[Begin]
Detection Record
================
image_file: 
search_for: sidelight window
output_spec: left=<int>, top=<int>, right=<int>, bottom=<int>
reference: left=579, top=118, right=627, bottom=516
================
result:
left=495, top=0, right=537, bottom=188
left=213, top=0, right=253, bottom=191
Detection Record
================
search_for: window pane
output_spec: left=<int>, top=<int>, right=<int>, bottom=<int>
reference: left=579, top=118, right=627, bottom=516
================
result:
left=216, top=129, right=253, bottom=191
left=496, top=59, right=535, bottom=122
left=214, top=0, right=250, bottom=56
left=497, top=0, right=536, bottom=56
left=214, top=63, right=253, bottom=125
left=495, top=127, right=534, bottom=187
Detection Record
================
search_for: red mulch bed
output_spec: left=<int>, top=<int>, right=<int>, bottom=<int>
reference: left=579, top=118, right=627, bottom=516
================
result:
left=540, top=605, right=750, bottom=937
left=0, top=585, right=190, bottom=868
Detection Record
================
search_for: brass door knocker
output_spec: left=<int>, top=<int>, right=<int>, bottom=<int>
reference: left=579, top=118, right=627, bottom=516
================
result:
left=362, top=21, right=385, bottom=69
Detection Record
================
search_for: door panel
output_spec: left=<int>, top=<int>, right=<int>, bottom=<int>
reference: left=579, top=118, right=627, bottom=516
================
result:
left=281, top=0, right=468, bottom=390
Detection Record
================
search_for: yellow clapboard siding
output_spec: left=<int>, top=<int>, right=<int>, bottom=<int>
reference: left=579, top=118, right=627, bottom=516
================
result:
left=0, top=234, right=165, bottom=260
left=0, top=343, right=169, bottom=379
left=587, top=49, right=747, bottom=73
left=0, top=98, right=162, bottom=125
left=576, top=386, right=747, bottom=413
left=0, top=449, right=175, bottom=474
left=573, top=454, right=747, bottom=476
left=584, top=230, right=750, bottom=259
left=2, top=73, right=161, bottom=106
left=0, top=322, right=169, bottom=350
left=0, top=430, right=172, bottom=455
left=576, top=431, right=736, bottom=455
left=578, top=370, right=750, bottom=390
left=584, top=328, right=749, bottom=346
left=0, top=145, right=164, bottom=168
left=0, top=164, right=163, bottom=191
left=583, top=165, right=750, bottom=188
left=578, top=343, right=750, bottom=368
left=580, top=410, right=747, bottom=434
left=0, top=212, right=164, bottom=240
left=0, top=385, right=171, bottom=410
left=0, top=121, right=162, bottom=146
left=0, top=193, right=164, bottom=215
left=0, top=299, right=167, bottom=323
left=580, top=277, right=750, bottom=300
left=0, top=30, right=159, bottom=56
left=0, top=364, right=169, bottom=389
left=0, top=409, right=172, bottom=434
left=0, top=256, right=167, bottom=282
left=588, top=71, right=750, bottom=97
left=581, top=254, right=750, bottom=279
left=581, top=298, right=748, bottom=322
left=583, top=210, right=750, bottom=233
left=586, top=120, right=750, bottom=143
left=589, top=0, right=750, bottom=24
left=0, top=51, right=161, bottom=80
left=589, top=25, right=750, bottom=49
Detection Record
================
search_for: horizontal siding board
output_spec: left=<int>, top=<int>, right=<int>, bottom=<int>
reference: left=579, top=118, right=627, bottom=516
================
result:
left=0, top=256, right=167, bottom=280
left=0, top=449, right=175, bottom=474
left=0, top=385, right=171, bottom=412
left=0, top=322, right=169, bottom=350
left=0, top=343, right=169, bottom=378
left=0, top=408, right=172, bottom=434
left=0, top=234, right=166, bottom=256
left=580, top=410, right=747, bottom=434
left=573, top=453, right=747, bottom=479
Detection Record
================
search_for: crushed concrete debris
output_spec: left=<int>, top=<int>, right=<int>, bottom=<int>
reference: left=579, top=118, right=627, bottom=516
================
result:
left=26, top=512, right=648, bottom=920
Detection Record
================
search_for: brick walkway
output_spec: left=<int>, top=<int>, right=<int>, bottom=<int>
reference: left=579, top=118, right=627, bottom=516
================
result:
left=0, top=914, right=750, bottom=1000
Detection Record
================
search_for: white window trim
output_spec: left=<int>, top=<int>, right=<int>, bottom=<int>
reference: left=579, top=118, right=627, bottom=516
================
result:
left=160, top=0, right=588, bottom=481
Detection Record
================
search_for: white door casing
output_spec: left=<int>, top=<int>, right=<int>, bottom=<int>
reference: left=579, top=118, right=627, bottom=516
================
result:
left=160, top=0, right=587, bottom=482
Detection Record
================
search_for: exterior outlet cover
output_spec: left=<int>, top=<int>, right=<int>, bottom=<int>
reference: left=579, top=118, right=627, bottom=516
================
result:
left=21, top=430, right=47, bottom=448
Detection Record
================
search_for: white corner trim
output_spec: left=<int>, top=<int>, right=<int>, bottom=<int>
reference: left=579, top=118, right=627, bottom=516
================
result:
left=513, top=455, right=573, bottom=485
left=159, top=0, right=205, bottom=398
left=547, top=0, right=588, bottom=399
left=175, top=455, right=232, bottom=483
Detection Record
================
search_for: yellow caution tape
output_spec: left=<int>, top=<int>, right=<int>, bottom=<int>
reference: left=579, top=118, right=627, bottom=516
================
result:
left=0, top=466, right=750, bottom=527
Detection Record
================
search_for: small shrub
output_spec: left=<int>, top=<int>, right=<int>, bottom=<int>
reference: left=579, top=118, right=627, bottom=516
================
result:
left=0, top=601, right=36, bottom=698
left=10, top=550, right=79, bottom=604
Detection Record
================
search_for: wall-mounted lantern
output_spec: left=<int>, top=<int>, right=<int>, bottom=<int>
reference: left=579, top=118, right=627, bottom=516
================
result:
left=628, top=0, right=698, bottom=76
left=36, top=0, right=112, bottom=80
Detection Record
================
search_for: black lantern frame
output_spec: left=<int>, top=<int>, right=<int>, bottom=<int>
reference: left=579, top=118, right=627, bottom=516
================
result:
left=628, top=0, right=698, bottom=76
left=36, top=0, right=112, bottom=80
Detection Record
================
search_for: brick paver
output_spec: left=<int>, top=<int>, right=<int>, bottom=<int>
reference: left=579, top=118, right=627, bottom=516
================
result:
[End]
### Exercise description
Rewrite everything from the start of the records above down to the line containing "left=495, top=127, right=534, bottom=187", inclusive, as a numbered list, skipping any blank lines.

### Result below
1. Detection Record
2. ================
3. image_file: 
4. search_for: sidelight window
5. output_spec: left=<int>, top=<int>, right=<int>, bottom=<int>
6. reference: left=579, top=118, right=627, bottom=516
7. ================
8. result:
9. left=495, top=0, right=537, bottom=188
10. left=213, top=0, right=253, bottom=191
11. Detection Record
12. ================
13. search_for: window pane
14. output_spec: left=<int>, top=<int>, right=<int>, bottom=<int>
15. reference: left=579, top=118, right=627, bottom=516
16. ================
17. result:
18. left=216, top=129, right=253, bottom=191
19. left=496, top=59, right=535, bottom=122
20. left=214, top=0, right=250, bottom=56
21. left=497, top=0, right=536, bottom=56
22. left=214, top=63, right=253, bottom=125
23. left=495, top=127, right=534, bottom=187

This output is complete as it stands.